— EXERCISE DIRECTIONS —
Rewrite the stretch from the start of the records through the line containing "pixel 629 94", replacing "single dot" with "single mark" and keeping everything else unchanged. Leave the pictures out of your answer.

— WORKING DATA —
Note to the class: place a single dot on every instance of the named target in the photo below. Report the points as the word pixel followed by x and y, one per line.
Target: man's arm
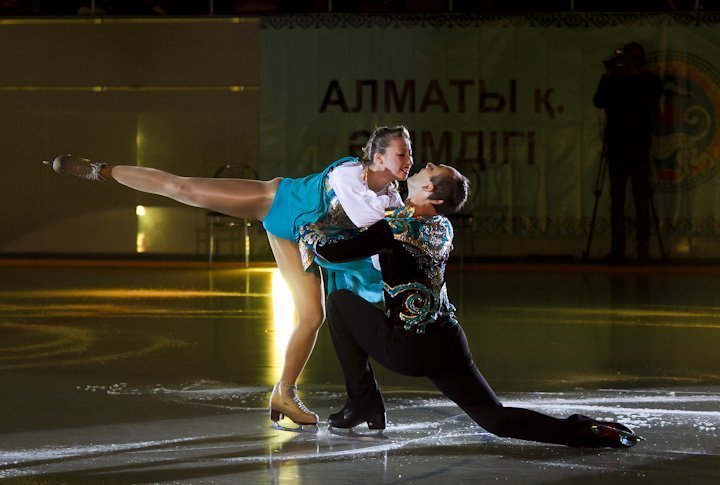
pixel 375 239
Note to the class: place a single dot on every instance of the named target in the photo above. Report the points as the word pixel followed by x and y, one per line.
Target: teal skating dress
pixel 311 201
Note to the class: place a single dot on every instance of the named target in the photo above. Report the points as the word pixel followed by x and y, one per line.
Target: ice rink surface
pixel 162 375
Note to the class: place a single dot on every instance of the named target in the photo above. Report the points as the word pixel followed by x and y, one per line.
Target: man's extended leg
pixel 462 382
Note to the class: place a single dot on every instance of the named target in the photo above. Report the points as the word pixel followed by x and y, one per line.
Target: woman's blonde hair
pixel 380 140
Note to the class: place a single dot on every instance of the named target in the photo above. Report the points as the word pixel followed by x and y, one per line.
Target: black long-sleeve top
pixel 413 253
pixel 631 108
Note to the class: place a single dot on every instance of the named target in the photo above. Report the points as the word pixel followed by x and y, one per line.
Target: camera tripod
pixel 597 192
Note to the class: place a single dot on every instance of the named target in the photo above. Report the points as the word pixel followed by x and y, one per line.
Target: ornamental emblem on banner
pixel 686 141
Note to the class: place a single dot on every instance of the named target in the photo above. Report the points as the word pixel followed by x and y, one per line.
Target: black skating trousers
pixel 359 329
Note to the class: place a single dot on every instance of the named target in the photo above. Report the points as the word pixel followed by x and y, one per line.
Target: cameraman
pixel 629 94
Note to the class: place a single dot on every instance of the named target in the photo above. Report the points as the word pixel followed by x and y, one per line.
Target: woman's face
pixel 397 159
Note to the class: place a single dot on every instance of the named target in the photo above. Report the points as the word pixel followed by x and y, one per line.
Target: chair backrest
pixel 236 171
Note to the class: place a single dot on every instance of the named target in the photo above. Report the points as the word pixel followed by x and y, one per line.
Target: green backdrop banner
pixel 507 100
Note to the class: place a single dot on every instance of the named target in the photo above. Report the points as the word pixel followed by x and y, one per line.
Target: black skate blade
pixel 370 435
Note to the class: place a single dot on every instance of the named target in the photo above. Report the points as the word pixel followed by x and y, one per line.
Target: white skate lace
pixel 292 394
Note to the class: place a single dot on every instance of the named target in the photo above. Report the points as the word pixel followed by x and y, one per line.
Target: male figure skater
pixel 418 334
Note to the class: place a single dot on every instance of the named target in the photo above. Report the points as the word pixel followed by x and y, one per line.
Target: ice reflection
pixel 283 322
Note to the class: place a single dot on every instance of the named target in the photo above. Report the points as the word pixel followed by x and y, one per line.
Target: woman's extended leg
pixel 234 197
pixel 307 293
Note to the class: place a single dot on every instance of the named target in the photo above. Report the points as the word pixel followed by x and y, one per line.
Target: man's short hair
pixel 453 190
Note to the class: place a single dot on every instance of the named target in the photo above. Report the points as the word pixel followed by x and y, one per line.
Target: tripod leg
pixel 599 182
pixel 656 223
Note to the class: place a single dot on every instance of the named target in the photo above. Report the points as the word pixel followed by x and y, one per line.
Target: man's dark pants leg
pixel 359 330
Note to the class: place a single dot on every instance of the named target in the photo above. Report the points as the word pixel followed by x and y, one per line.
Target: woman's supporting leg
pixel 234 197
pixel 306 289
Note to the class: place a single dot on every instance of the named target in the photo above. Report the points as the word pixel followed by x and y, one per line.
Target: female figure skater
pixel 350 190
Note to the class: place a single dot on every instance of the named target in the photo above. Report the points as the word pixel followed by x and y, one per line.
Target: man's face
pixel 426 174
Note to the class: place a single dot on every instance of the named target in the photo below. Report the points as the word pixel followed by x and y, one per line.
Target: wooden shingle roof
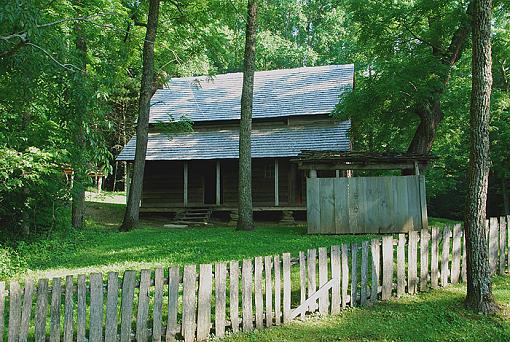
pixel 224 143
pixel 277 93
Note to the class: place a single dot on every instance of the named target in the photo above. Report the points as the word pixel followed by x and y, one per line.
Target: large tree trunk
pixel 132 213
pixel 79 164
pixel 479 286
pixel 245 195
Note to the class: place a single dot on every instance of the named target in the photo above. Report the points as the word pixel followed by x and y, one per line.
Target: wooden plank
pixel 312 277
pixel 401 265
pixel 112 298
pixel 313 205
pixel 26 311
pixel 41 310
pixel 96 307
pixel 157 316
pixel 302 279
pixel 174 280
pixel 268 265
pixel 412 263
pixel 126 312
pixel 493 244
pixel 502 244
pixel 327 206
pixel 220 291
pixel 258 284
pixel 277 290
pixel 434 259
pixel 341 206
pixel 364 273
pixel 68 310
pixel 247 283
pixel 56 295
pixel 189 302
pixel 424 259
pixel 354 273
pixel 387 248
pixel 82 309
pixel 204 302
pixel 376 269
pixel 345 274
pixel 335 276
pixel 2 308
pixel 456 251
pixel 234 295
pixel 323 279
pixel 445 255
pixel 14 311
pixel 286 287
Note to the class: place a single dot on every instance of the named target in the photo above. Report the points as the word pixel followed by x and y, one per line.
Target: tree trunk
pixel 479 285
pixel 132 213
pixel 245 195
pixel 79 164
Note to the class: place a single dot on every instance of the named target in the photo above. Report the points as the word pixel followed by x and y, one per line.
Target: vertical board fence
pixel 198 302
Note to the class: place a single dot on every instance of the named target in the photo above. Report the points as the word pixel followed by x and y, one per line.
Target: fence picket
pixel 56 294
pixel 26 310
pixel 412 263
pixel 126 312
pixel 387 247
pixel 234 295
pixel 502 241
pixel 68 310
pixel 335 275
pixel 286 287
pixel 401 265
pixel 323 279
pixel 376 269
pixel 247 274
pixel 220 288
pixel 312 276
pixel 173 303
pixel 434 259
pixel 96 307
pixel 81 320
pixel 204 302
pixel 364 273
pixel 189 302
pixel 14 311
pixel 354 274
pixel 345 275
pixel 456 250
pixel 259 304
pixel 268 265
pixel 445 270
pixel 112 295
pixel 157 316
pixel 277 290
pixel 424 259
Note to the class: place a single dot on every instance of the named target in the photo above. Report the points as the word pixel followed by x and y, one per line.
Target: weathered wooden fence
pixel 366 205
pixel 192 305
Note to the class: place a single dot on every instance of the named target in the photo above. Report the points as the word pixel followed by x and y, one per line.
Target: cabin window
pixel 269 170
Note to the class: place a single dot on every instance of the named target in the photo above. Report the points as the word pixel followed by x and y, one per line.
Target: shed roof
pixel 224 144
pixel 277 93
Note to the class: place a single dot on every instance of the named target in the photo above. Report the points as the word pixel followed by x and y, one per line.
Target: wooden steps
pixel 194 217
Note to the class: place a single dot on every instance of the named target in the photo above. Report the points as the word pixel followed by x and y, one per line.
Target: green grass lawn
pixel 434 316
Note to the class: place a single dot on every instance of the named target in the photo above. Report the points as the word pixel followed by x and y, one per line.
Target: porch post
pixel 276 185
pixel 185 184
pixel 218 183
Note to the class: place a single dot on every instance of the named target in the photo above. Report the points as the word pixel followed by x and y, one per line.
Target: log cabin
pixel 193 171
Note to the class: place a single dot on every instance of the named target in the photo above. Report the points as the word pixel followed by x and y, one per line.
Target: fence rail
pixel 193 303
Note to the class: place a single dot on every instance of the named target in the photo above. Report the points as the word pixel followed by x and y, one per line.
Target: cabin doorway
pixel 209 182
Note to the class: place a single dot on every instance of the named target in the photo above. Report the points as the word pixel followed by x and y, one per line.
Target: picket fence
pixel 229 297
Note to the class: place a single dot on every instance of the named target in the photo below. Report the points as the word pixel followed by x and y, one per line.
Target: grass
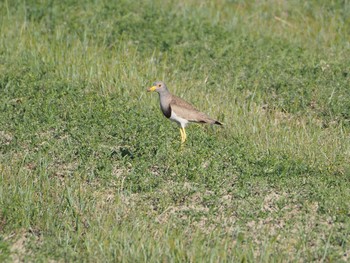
pixel 91 171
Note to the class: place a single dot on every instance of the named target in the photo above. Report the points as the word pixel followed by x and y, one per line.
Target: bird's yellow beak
pixel 153 88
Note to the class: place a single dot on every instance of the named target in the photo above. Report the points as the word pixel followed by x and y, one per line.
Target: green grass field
pixel 91 171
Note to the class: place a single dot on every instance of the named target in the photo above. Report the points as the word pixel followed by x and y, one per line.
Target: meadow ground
pixel 90 170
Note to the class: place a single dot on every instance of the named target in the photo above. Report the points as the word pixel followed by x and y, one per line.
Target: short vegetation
pixel 91 171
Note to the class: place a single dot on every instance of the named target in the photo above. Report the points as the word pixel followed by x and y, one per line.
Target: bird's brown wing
pixel 185 110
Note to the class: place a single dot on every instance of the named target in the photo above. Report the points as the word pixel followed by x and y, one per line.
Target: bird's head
pixel 158 86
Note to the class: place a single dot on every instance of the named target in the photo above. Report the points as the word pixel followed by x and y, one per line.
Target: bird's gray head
pixel 158 86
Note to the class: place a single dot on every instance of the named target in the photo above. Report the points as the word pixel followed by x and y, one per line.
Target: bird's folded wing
pixel 185 110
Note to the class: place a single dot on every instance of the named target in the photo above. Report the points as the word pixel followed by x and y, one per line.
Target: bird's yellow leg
pixel 183 135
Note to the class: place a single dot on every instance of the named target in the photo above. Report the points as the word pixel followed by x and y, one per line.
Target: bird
pixel 178 110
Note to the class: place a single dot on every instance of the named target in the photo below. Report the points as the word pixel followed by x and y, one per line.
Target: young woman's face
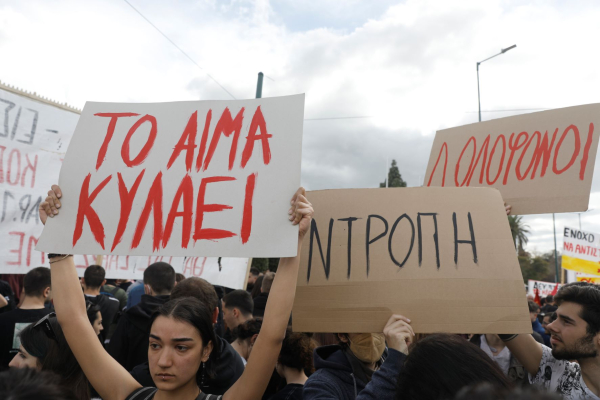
pixel 98 323
pixel 175 353
pixel 25 360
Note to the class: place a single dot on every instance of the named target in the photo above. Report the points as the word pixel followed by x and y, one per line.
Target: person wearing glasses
pixel 182 336
pixel 44 348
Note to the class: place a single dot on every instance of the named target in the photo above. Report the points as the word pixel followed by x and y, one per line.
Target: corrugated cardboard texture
pixel 531 179
pixel 458 297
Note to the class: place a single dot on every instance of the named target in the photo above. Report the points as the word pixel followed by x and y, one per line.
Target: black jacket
pixel 129 343
pixel 229 368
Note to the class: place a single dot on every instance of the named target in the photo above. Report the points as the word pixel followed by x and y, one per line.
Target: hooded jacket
pixel 228 370
pixel 129 344
pixel 335 379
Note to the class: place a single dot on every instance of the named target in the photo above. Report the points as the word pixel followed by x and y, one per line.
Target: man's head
pixel 253 275
pixel 575 335
pixel 37 283
pixel 237 308
pixel 267 282
pixel 534 310
pixel 159 279
pixel 201 290
pixel 93 277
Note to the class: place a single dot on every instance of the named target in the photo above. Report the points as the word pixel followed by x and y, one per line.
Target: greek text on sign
pixel 541 162
pixel 581 251
pixel 448 265
pixel 210 178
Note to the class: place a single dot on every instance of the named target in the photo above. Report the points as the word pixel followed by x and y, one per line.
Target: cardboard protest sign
pixel 34 135
pixel 581 251
pixel 541 162
pixel 210 178
pixel 544 288
pixel 442 257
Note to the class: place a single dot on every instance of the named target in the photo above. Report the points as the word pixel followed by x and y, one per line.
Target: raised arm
pixel 265 352
pixel 106 375
pixel 526 350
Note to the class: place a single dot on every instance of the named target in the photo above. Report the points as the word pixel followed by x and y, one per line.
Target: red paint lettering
pixel 444 148
pixel 147 147
pixel 185 192
pixel 472 138
pixel 247 217
pixel 153 203
pixel 201 208
pixel 575 151
pixel 126 197
pixel 226 126
pixel 109 133
pixel 586 150
pixel 85 210
pixel 258 121
pixel 513 148
pixel 186 143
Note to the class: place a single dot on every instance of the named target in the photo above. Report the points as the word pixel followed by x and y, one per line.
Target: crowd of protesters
pixel 171 337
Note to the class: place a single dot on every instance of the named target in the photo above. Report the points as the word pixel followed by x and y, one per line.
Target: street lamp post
pixel 495 55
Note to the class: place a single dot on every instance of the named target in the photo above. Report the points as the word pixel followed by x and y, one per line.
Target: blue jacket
pixel 334 379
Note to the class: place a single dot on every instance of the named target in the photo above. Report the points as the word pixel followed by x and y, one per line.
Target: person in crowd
pixel 7 297
pixel 440 365
pixel 44 347
pixel 36 292
pixel 244 336
pixel 237 308
pixel 134 294
pixel 572 366
pixel 549 307
pixel 359 367
pixel 95 317
pixel 30 384
pixel 228 365
pixel 92 281
pixel 182 340
pixel 111 288
pixel 295 359
pixel 252 277
pixel 129 343
pixel 534 310
pixel 255 292
pixel 260 301
pixel 495 348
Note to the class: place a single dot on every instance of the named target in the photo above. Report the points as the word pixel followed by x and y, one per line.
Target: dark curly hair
pixel 297 351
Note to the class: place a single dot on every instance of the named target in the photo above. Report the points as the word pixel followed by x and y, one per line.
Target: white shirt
pixel 561 376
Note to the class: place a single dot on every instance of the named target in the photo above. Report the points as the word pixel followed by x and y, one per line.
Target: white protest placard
pixel 34 135
pixel 581 251
pixel 210 178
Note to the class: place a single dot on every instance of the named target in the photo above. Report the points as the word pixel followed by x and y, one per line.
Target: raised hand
pixel 301 211
pixel 398 333
pixel 49 207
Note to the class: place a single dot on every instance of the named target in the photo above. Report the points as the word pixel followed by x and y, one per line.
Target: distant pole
pixel 555 252
pixel 259 85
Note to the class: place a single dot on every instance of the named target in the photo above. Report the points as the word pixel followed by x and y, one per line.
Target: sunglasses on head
pixel 45 325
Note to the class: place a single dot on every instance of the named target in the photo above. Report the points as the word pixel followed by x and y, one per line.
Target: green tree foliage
pixel 519 232
pixel 394 177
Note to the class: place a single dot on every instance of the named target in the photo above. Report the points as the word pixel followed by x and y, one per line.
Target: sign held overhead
pixel 541 162
pixel 210 178
pixel 448 265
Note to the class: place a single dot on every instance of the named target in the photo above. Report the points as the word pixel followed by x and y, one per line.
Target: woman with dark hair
pixel 180 337
pixel 440 365
pixel 294 361
pixel 44 347
pixel 94 315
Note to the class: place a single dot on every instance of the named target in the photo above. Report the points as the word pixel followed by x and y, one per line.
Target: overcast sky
pixel 408 66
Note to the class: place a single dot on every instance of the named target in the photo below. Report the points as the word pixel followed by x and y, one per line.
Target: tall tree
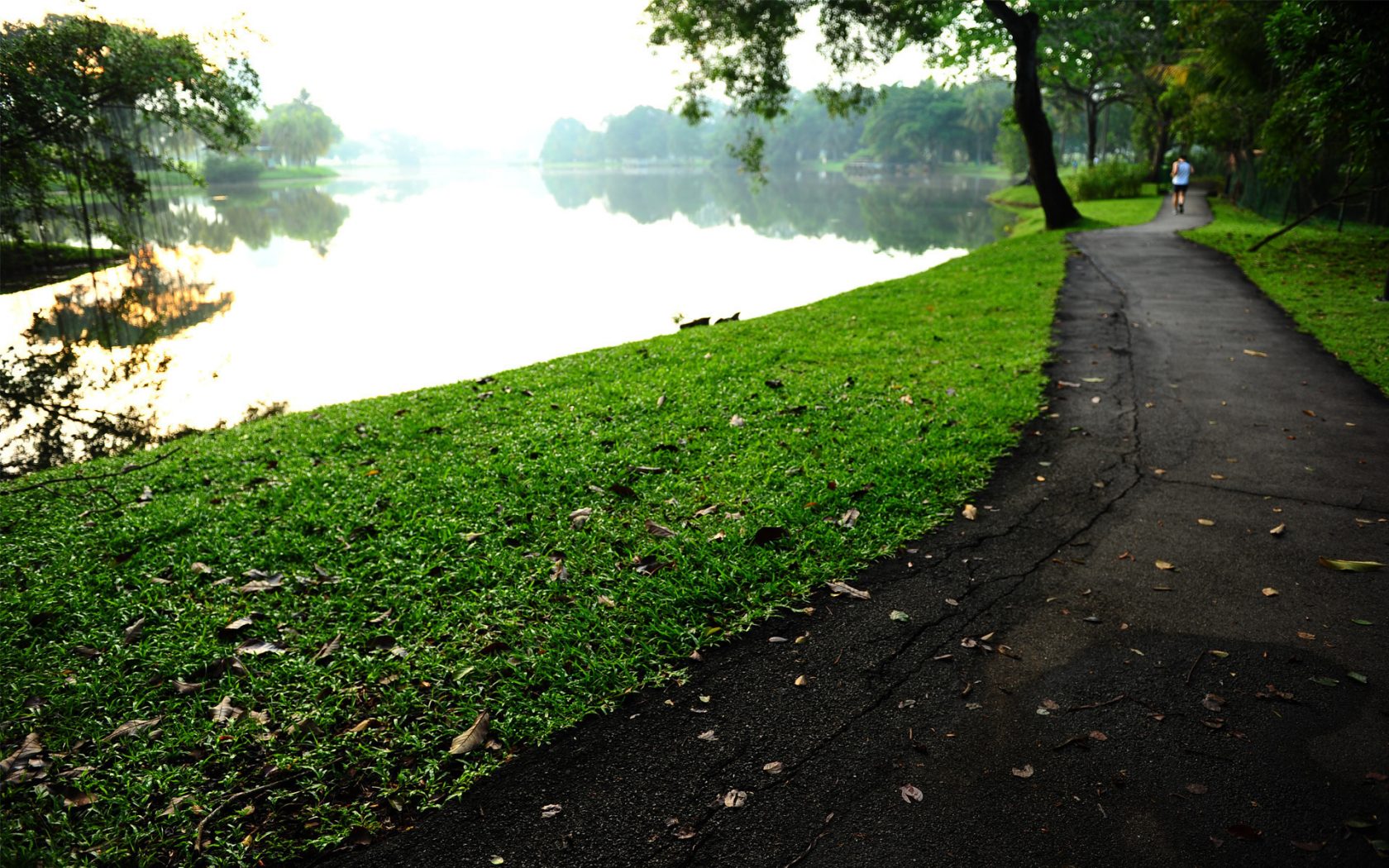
pixel 742 47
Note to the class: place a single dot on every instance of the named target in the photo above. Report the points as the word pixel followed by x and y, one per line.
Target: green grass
pixel 1327 281
pixel 428 528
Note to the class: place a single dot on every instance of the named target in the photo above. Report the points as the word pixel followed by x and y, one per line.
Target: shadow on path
pixel 1158 417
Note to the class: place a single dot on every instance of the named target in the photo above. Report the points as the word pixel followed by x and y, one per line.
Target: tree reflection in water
pixel 96 342
pixel 907 214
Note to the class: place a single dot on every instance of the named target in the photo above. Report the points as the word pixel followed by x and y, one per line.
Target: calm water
pixel 384 282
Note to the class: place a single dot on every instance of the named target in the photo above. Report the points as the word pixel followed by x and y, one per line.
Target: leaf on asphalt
pixel 839 588
pixel 1350 565
pixel 273 582
pixel 473 737
pixel 131 727
pixel 234 628
pixel 134 632
pixel 328 649
pixel 260 646
pixel 770 535
pixel 226 713
pixel 655 529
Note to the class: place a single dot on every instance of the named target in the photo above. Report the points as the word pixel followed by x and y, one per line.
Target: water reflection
pixel 906 216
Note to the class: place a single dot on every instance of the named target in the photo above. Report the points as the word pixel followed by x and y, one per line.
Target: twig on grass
pixel 128 469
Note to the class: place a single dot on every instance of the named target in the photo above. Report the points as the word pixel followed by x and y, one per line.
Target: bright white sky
pixel 461 73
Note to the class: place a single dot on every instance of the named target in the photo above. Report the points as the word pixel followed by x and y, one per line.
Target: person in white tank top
pixel 1181 179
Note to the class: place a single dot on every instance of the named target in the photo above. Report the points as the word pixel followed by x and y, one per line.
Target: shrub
pixel 1107 179
pixel 220 169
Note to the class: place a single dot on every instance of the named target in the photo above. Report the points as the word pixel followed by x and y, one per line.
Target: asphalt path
pixel 1056 698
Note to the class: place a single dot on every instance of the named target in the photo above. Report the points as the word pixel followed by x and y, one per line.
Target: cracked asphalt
pixel 1160 717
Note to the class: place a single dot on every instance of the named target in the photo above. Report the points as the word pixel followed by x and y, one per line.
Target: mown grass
pixel 429 535
pixel 1325 279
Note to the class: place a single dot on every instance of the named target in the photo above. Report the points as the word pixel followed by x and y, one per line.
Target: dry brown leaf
pixel 471 737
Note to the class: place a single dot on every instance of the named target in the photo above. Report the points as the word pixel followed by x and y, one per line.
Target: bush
pixel 1107 181
pixel 220 169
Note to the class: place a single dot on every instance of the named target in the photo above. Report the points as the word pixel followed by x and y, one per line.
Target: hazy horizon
pixel 469 75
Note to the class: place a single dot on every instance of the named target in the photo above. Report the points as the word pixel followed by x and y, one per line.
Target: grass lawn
pixel 320 603
pixel 1327 281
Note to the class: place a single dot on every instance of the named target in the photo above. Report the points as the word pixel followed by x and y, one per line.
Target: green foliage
pixel 220 169
pixel 453 575
pixel 300 132
pixel 1325 279
pixel 91 106
pixel 1107 179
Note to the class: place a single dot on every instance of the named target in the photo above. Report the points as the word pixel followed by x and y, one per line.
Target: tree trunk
pixel 1027 102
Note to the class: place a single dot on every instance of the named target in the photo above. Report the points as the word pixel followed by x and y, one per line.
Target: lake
pixel 385 281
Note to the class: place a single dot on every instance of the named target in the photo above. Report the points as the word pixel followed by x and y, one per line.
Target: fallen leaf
pixel 131 727
pixel 657 529
pixel 1350 565
pixel 473 737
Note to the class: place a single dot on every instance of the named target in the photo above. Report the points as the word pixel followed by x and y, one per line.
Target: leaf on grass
pixel 655 529
pixel 131 727
pixel 839 588
pixel 770 535
pixel 1350 565
pixel 328 649
pixel 473 737
pixel 134 632
pixel 226 713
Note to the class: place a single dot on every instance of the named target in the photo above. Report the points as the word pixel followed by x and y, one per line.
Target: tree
pixel 88 108
pixel 742 47
pixel 300 132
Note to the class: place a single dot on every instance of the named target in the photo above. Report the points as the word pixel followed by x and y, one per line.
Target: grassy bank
pixel 1325 279
pixel 531 546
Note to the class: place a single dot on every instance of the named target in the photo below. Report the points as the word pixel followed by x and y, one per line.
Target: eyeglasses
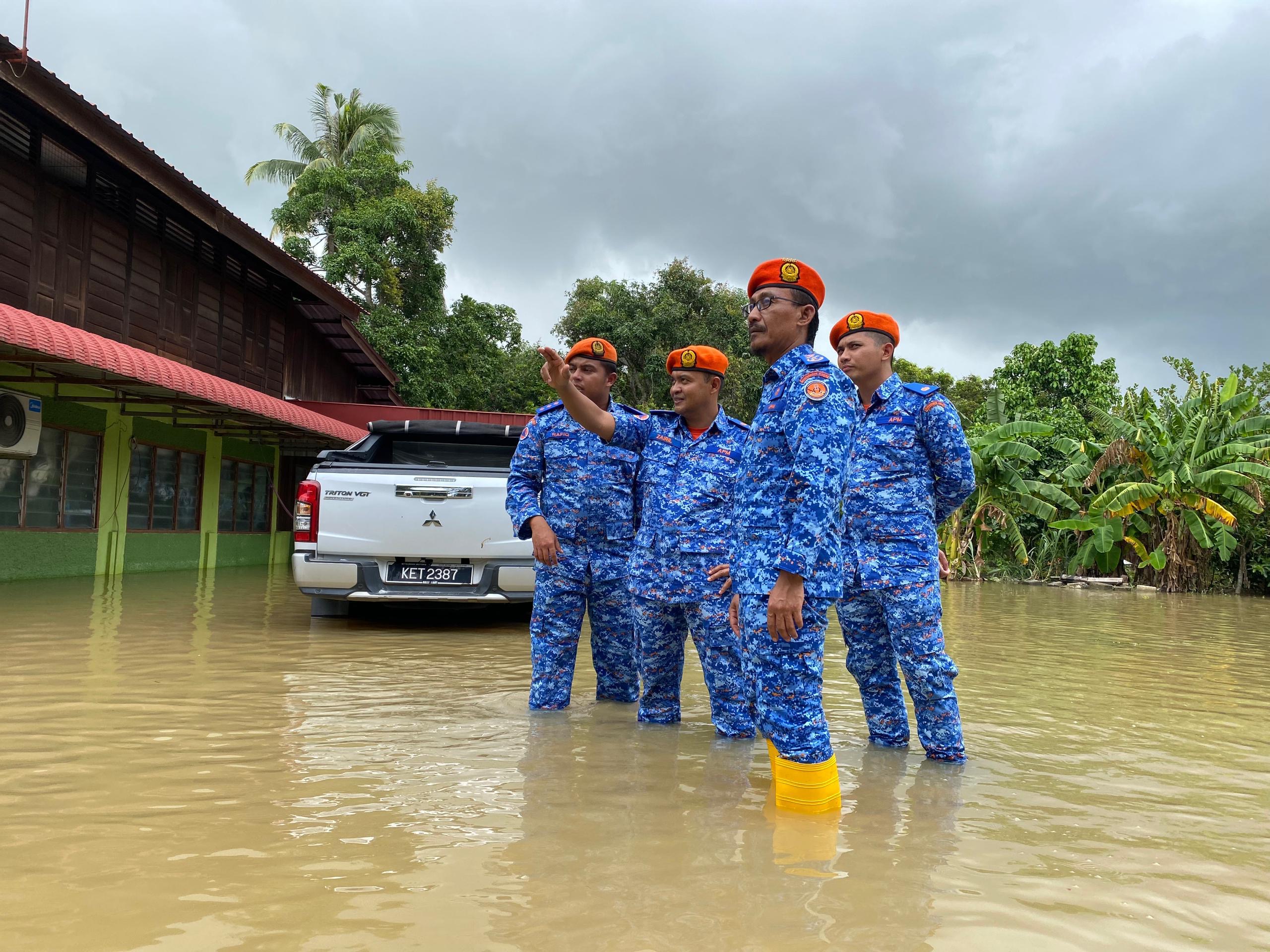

— RIGHT ANSWER —
Note to the class: place a single mark on every instance of the named target in the photo below. Report the points as the word pixel followed by x and y, one per line.
Target: man's arm
pixel 375 239
Note to the class: place a single mark on every instance of the named target in the photo above. Report the points as the word pixel followed by x and y, one per line.
Target: teal skating dress
pixel 311 201
Note to the class: place a single mark on every instance of the named target in the photo above. Report the points as the word pixel followed by x and y, one per line.
Target: ice rink surface
pixel 162 375
Note to the class: place a single mark on every instance of the named target in the photo above. Report the points as the word pixel followed by x and y, one per line.
Target: man's extended leg
pixel 462 382
Note to the class: place a single mark on every instance of the named target in the photo above. Report the points as the word pixel followed by x and y, one per line.
Target: woman's blonde hair
pixel 380 140
Note to the class: place a single mark on every instance of the named target in the photo above. Report the points as the word pixel followed by x and y, one per line.
Target: black long-sleeve top
pixel 413 253
pixel 631 108
Note to the class: place a single mark on every instance of the named target in the photo above. Report the points as the word pixel followed by x and y, one per line.
Target: camera tripod
pixel 597 192
Note to the class: place a single mark on every instance of the named target in the photo above. Report the points as the word pixel followed by x and y, one per line.
Target: ornamental emblem on banner
pixel 686 141
Note to the class: place a single mark on every instance of the named target in the photo above. Report the points as the word pixel followed by x and y, one per line.
Target: black skating trousers
pixel 359 329
Note to the class: place a single mark on every instance of the named target in the photo above. Report the points as the word pixel followed by x and y, one per line.
Target: cameraman
pixel 629 94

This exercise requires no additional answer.